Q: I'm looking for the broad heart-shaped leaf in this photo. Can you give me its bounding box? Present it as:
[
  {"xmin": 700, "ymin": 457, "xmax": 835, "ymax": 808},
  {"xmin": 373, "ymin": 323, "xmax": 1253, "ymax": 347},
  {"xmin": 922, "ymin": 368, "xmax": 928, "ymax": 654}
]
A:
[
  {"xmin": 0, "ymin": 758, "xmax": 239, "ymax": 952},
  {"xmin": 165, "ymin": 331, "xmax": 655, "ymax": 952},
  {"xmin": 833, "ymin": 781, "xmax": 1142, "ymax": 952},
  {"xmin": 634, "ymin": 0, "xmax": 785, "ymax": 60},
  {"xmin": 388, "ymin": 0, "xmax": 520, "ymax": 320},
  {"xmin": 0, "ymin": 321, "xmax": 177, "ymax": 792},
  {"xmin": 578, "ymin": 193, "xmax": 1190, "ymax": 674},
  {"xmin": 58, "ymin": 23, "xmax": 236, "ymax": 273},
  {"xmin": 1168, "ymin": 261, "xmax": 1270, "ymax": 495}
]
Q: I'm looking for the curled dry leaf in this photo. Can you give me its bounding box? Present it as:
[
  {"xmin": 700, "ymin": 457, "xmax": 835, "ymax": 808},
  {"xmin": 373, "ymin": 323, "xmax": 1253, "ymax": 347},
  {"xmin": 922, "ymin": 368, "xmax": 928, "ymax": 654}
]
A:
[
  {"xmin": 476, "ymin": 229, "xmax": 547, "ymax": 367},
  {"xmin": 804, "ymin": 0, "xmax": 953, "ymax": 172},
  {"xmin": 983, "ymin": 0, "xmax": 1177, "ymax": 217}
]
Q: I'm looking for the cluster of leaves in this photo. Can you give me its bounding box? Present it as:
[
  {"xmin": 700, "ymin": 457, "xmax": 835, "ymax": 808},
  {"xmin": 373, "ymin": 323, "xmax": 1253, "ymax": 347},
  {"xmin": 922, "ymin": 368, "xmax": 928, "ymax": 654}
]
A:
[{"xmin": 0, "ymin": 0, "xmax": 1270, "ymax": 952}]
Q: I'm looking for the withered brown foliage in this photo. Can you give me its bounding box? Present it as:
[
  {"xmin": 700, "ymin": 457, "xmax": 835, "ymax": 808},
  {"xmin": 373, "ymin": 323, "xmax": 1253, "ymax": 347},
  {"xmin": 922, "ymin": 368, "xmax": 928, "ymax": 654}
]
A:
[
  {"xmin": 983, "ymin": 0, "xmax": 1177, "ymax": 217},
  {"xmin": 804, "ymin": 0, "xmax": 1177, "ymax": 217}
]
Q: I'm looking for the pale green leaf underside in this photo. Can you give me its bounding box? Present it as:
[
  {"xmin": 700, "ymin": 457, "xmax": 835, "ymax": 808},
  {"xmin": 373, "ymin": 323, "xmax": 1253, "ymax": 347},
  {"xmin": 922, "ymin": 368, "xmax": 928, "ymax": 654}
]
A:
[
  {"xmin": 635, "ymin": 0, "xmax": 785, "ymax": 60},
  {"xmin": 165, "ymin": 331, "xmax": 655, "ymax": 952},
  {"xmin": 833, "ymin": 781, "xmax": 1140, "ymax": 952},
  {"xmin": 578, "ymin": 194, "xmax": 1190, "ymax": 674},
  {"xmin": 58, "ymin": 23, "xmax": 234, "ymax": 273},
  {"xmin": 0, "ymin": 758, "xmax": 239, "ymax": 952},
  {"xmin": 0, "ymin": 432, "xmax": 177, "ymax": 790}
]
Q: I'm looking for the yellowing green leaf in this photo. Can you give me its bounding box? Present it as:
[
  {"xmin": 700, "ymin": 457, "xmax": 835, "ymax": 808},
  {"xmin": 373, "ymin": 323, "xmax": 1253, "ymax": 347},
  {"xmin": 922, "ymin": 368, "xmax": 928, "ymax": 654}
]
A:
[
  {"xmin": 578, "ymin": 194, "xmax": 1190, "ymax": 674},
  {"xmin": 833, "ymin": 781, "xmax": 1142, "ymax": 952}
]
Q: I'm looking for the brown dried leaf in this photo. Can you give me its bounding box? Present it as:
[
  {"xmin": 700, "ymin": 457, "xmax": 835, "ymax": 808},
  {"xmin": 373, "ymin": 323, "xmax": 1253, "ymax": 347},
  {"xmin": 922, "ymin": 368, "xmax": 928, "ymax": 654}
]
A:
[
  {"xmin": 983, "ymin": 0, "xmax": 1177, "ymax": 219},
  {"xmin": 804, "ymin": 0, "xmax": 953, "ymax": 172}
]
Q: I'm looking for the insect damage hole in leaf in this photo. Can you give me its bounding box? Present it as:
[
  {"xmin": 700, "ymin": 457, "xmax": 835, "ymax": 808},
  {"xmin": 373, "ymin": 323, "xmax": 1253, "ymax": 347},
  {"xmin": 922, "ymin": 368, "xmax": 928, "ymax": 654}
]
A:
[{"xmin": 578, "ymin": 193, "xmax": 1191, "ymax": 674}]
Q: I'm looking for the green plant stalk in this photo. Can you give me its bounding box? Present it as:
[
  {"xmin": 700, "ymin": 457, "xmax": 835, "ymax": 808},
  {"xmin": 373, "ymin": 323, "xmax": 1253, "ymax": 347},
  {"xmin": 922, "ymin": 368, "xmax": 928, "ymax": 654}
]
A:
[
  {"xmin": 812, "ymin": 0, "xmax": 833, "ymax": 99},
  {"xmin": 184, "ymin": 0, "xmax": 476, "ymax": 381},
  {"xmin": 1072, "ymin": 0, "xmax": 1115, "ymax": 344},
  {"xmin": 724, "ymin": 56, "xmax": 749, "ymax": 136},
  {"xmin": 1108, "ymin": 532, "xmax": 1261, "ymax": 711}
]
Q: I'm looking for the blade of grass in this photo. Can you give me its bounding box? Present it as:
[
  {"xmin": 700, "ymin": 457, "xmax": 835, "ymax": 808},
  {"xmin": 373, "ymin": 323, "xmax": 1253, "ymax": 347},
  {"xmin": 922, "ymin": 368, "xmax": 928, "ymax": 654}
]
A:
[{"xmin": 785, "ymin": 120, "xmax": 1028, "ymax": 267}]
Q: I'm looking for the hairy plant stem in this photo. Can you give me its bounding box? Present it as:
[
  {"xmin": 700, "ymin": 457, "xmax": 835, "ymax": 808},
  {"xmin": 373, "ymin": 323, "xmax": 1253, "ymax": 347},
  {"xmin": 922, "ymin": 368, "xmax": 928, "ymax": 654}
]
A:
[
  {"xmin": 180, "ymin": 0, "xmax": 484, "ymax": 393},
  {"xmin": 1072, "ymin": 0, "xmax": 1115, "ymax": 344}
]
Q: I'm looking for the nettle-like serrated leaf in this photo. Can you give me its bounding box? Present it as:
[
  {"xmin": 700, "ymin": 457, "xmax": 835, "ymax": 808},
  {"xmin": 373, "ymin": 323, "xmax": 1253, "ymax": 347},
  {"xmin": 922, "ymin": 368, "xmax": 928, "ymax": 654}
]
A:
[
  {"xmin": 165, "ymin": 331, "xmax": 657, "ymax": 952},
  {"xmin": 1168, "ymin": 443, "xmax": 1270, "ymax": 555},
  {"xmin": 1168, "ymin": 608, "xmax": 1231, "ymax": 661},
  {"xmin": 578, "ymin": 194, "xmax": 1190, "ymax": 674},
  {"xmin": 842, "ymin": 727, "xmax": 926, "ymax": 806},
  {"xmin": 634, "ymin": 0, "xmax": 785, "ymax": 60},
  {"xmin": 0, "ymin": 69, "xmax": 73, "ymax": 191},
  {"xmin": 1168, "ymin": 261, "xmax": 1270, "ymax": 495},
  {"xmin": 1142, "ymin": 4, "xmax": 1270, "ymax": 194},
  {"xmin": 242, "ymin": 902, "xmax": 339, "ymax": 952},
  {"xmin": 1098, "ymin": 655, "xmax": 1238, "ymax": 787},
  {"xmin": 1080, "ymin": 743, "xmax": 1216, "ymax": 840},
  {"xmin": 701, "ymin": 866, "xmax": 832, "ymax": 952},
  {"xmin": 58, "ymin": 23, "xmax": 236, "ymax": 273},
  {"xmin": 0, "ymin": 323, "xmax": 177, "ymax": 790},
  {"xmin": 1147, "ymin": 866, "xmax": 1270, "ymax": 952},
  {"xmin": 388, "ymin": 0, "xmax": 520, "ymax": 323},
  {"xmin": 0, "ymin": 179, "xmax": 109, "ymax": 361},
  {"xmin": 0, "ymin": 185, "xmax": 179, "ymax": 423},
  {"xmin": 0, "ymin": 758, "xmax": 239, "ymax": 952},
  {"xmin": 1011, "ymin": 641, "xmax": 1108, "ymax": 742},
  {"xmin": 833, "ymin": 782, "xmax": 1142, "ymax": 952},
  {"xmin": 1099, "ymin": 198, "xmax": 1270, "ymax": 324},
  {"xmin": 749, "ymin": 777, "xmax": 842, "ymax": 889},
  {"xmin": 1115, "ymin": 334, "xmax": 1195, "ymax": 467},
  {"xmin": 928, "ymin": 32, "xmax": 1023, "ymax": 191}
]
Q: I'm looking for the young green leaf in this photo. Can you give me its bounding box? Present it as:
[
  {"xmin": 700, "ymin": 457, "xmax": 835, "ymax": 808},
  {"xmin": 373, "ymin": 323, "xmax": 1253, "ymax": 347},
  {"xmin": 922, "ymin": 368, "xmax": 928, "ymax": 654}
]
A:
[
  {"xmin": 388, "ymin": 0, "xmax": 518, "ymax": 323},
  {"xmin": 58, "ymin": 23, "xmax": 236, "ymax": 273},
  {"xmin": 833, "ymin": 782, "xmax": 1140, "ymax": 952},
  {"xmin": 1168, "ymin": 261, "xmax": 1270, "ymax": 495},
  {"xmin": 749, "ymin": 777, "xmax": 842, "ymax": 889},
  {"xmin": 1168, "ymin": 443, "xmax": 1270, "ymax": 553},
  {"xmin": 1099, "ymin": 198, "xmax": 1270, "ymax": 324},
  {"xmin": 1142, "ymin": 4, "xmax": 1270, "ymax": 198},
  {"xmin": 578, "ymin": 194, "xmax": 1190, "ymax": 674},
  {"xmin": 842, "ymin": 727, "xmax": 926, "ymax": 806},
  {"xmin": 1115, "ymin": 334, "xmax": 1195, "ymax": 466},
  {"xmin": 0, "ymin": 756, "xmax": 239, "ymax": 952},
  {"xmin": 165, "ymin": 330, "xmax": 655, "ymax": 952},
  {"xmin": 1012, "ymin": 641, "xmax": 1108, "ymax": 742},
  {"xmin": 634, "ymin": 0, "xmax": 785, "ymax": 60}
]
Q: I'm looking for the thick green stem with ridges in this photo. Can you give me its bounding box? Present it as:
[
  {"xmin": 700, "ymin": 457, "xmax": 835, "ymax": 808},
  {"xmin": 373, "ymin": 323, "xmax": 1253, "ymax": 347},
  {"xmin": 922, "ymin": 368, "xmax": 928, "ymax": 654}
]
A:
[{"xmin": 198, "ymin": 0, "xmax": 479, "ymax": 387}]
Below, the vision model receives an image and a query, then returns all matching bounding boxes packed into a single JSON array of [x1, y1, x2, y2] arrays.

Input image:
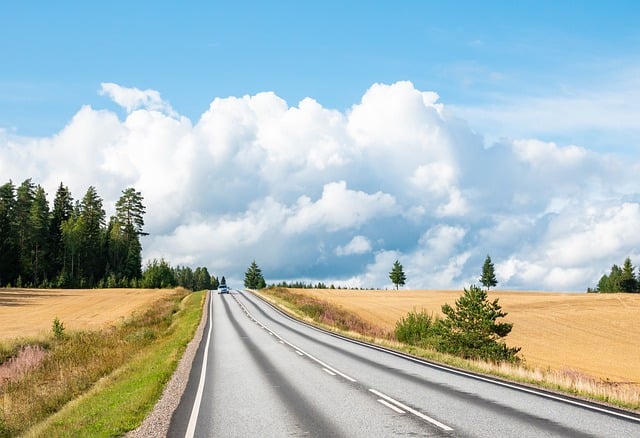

:: Task instructions ::
Format the lines from the one containing "Below, the vision" through the end of the records as a Markdown table with the columns Row and Text. Skip blank lines and omit any pictures.

:: Result ::
| Row | Text |
|---|---|
| 1 | Below, the vision model receives an image and a query, then returns all matching bounding boxes packed into a single JSON array of [x1, y1, x2, y2] arrays. |
| 2 | Input image: |